• SOURCE:
You are viewing a plain text version of this content. The canonical link for it is here.
Posted to solr-user@lucene.apache.org by Matt Pearce <ma...@flax.co.uk> on 2015/12/03 17:40:05 UTC

Spellcheck error

Hi,

We're using Solr 5.3.1, and we're getting a 
StringIndexOutOfBoundsException from the SpellCheckCollator. I've done 
some investigation, and it looks like the problem is that the corrected 
string is shorter than the original query.

For example, the search term is "theatre", the suggested correction is 
"there". The error is being thrown when replacing the original query 
with the shorter replacement.

This is the stack trace:
java.lang.StringIndexOutOfBoundsException: String index out of range: -2
     at 
java.lang.AbstractStringBuilder.replace(AbstractStringBuilder.java:824)
     at java.lang.StringBuilder.replace(StringBuilder.java:262)

• EXERCISE DETAILS:
Reproduce the stretch of the Solr spellcheck post from "Spellcheck error" through "the original query." word for word.

• ITEMS:
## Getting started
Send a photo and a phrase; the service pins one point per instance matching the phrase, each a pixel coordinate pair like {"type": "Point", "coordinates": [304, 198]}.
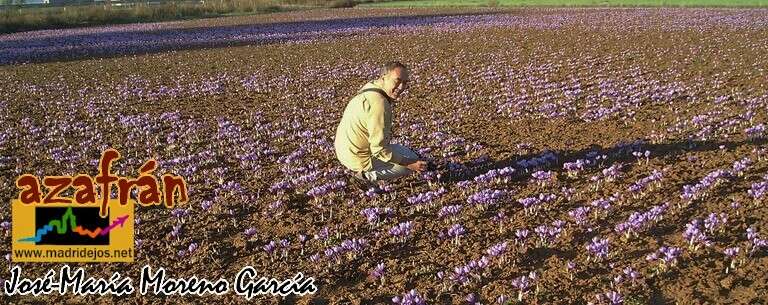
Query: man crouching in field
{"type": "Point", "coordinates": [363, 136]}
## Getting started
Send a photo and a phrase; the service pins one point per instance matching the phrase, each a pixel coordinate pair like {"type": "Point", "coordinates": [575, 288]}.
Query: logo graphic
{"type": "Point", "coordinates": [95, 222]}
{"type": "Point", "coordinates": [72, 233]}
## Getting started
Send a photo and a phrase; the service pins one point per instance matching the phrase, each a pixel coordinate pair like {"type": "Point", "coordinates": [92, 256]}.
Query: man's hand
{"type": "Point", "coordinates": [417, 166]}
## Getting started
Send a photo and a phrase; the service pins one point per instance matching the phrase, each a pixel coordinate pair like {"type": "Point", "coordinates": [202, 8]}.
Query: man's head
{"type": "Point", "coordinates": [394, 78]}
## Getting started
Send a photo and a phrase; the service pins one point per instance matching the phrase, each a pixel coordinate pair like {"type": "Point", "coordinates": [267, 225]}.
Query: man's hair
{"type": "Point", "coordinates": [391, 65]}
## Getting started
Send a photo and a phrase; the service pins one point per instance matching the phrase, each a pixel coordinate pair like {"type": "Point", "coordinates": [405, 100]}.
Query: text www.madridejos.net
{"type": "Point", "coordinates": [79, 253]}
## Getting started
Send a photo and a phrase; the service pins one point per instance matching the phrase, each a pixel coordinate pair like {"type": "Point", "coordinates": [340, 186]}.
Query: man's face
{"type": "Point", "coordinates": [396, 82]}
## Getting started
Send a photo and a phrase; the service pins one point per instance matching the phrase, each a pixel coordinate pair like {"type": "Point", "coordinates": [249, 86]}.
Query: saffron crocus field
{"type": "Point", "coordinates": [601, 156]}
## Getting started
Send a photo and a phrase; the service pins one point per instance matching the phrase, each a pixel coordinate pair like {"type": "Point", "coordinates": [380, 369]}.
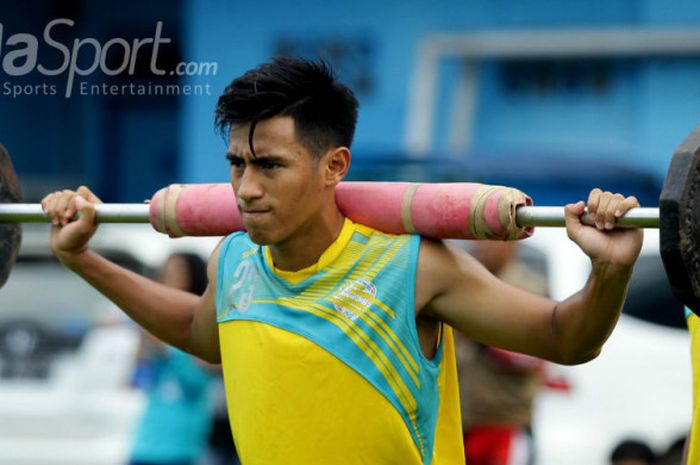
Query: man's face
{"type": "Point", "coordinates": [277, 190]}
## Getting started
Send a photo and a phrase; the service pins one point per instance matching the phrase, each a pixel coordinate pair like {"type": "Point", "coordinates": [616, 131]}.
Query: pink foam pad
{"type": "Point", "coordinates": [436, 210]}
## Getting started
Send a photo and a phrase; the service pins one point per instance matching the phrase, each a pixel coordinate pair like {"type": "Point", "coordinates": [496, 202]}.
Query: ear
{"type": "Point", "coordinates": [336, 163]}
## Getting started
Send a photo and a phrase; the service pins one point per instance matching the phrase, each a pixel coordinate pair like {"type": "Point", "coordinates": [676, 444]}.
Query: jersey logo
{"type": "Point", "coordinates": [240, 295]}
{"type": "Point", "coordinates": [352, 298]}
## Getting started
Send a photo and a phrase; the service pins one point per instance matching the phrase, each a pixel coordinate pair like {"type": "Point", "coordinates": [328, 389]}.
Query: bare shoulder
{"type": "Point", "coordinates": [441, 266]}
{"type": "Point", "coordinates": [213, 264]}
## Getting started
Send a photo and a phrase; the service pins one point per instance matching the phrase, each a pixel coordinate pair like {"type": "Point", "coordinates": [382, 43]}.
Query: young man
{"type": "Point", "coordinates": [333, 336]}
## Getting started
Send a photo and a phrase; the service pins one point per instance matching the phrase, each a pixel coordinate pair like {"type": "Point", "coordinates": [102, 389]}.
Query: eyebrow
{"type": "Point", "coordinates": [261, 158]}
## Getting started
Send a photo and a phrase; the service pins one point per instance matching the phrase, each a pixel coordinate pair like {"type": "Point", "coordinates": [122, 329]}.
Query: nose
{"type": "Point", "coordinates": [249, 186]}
---
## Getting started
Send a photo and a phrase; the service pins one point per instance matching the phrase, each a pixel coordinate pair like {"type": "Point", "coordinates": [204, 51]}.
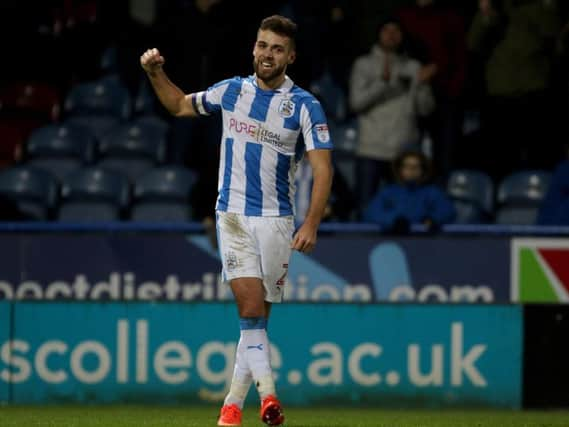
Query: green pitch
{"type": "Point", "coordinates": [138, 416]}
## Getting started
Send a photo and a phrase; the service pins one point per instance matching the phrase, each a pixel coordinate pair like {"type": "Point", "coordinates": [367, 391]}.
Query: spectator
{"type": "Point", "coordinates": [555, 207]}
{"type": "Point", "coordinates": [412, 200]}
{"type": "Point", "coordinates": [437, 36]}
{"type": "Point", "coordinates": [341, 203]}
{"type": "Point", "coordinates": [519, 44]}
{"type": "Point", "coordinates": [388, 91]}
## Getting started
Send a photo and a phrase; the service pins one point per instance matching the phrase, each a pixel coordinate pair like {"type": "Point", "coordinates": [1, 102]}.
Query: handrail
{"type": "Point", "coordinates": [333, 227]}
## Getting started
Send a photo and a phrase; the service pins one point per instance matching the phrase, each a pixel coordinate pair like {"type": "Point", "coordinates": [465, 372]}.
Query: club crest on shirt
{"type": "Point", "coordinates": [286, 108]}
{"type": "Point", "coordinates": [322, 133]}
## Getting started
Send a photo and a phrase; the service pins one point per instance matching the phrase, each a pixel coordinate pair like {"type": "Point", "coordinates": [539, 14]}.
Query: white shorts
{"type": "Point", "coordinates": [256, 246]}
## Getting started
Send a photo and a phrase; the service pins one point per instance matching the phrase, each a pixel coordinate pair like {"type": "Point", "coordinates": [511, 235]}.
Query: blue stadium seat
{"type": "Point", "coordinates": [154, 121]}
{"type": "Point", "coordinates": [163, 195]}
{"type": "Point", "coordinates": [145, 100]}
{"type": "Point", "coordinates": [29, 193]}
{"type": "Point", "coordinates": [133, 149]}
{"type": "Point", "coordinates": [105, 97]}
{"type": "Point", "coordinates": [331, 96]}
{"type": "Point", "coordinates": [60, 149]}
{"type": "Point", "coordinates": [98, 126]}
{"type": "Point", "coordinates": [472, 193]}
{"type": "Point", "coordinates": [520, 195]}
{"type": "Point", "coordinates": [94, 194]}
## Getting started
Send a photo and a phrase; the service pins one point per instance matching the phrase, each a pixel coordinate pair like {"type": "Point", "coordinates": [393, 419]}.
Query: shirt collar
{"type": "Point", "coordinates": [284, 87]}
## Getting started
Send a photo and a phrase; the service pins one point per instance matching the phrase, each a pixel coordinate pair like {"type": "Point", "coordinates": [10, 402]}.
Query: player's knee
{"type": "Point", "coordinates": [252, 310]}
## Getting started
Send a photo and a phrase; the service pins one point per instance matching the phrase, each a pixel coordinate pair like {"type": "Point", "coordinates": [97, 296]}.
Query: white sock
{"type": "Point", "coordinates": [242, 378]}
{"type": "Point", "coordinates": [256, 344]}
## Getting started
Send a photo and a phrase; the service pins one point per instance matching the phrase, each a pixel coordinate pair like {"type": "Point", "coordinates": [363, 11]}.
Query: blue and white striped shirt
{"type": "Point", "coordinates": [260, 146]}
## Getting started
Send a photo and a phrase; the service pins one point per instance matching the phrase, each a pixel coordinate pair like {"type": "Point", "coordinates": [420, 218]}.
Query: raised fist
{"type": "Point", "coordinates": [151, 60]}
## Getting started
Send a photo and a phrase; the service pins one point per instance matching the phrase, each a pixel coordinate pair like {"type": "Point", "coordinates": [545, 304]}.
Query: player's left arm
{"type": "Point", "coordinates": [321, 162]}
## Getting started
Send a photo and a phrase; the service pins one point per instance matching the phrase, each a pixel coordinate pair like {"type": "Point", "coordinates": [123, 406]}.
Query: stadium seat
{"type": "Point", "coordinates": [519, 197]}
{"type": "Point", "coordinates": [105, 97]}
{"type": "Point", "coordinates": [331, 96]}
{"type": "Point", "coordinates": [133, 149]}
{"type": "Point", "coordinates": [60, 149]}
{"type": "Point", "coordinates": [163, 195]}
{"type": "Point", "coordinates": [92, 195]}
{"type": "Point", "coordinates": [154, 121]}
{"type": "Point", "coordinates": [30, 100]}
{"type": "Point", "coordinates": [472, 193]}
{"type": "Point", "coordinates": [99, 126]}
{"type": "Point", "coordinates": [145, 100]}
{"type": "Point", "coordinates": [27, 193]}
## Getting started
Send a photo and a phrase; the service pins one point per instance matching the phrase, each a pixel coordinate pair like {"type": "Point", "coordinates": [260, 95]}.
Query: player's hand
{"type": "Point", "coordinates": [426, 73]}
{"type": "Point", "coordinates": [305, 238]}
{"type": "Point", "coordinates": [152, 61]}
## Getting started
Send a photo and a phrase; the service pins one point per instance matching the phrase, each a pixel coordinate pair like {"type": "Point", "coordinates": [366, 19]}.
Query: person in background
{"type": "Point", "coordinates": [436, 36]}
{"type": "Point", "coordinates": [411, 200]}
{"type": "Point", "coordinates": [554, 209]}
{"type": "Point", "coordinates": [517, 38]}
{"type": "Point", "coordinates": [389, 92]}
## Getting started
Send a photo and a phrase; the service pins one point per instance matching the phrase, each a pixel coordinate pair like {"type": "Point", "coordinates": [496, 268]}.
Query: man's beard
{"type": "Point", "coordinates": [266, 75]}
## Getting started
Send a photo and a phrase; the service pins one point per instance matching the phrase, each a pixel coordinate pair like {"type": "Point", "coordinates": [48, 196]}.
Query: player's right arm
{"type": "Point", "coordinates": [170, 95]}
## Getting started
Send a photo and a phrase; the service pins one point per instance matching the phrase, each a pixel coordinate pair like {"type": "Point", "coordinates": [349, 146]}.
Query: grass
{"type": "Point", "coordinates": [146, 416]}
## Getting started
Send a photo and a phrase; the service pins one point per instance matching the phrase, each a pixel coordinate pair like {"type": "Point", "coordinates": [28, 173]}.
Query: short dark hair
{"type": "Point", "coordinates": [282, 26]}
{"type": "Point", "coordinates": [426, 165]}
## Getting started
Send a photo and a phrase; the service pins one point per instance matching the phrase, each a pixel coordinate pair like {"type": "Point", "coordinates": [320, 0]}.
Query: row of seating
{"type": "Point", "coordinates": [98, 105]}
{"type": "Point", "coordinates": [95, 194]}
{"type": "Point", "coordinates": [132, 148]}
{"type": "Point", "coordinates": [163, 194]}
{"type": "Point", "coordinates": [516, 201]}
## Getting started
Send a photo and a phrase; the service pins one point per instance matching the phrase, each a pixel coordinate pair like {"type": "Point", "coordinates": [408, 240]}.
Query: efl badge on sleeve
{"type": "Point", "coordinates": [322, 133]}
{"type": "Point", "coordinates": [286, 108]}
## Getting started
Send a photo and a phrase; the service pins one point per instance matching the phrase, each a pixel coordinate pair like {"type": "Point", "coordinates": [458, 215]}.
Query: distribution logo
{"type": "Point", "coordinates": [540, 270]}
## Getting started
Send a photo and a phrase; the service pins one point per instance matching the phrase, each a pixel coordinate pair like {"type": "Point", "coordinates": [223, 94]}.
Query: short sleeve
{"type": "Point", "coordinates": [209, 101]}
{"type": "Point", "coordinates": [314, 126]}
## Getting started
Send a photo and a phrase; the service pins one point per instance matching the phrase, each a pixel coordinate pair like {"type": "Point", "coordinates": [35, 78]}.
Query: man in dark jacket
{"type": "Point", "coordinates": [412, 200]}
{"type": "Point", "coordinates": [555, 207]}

• ANSWER TO THE PROBLEM:
Spellcheck error

Hi,

We're using Solr 5.3.1, and we're getting a 
StringIndexOutOfBoundsException from the SpellCheckCollator. I've done 
some investigation, and it looks like the problem is that the corrected 
string is shorter than the original query.